Rows from a pointing dataset:
☆ ☆ ☆

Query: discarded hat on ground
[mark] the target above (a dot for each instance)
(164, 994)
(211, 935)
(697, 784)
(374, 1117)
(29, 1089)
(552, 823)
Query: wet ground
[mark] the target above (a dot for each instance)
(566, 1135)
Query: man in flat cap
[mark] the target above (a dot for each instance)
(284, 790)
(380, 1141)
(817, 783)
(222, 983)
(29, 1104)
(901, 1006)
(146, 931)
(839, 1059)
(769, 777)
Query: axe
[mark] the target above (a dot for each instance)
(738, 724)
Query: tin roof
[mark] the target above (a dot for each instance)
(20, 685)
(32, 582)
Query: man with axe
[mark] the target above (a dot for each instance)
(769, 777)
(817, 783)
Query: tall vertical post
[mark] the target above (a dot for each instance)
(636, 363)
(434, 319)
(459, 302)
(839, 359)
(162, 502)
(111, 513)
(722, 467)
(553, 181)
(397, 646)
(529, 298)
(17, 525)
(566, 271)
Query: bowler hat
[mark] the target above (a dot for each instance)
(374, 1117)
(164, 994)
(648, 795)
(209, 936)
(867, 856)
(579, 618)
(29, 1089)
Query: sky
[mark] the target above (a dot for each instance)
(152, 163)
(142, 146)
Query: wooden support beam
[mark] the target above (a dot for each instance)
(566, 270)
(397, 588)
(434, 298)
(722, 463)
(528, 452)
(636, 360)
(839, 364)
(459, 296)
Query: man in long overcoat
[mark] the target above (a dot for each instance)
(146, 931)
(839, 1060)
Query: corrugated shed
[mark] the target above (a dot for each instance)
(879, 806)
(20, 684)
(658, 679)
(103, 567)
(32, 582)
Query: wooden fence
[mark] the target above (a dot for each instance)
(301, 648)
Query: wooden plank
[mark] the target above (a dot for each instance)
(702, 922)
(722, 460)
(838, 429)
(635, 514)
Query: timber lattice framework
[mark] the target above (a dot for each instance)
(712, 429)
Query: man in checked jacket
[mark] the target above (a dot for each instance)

☆ ☆ ☆

Problem to solve:
Turn every line of the material above into a numbered list, omitting any blank lines.

Written solution:
1. Query: discarded hat on ground
2. [mark] the target above (a dot for each instance)
3. (164, 994)
4. (211, 935)
5. (697, 784)
6. (374, 1117)
7. (29, 1089)
8. (552, 823)
9. Query: wet ground
10. [mark] the target above (a dot for each instance)
11. (566, 1135)
12. Query: man in flat cap
13. [mark] the target above (a dot for each instance)
14. (284, 790)
15. (380, 1141)
16. (817, 783)
17. (222, 983)
18. (29, 1104)
19. (901, 1006)
20. (146, 931)
21. (839, 1059)
22. (769, 777)
23. Query: axe
24. [mark] the target above (a dot for each instance)
25. (738, 724)
26. Query: tin roof
27. [mark] the target above (a dot for each instance)
28. (20, 685)
29. (32, 582)
30. Query: man with axe
31. [mark] the target above (a dot for each instance)
32. (769, 777)
33. (817, 783)
34. Query: tall vertical post
35. [mark] the target above (a dot for each instance)
36. (636, 363)
37. (434, 319)
38. (459, 302)
39. (839, 359)
40. (162, 502)
41. (111, 513)
42. (722, 467)
43. (553, 181)
44. (397, 646)
45. (529, 298)
46. (17, 525)
47. (566, 271)
48. Query: bowler hat
49. [mark] the target above (a dot for each instance)
50. (374, 1117)
51. (164, 994)
52. (648, 795)
53. (209, 936)
54. (867, 856)
55. (579, 618)
56. (29, 1089)
57. Query: sky
58. [mark] the target above (a dot for each instance)
59. (152, 163)
60. (142, 146)
61. Query: wooden support beam
62. [mark] the target above (a dot for each instance)
63. (566, 270)
64. (397, 588)
65. (434, 298)
66. (722, 463)
67. (528, 452)
68. (636, 360)
69. (839, 364)
70. (459, 296)
71. Query: man in long overcoat
72. [mark] the target above (a dot for each instance)
73. (146, 931)
74. (839, 1060)
75. Query: corrugated shed
76. [mark] the target above (a dot for each instance)
77. (879, 806)
78. (20, 684)
79. (658, 679)
80. (103, 567)
81. (32, 582)
82. Query: wooden fence
83. [mark] the target above (a dot for each instance)
84. (301, 648)
85. Query: wooden plank
86. [mark] the target above (a dot for each instance)
87. (702, 922)
88. (722, 460)
89. (838, 429)
90. (635, 514)
91. Query: timber lattice framework
92. [mark] the target above (a dot for each instance)
93. (712, 429)
94. Query: man in checked jacket
95. [mark] the target above (a dot for each instance)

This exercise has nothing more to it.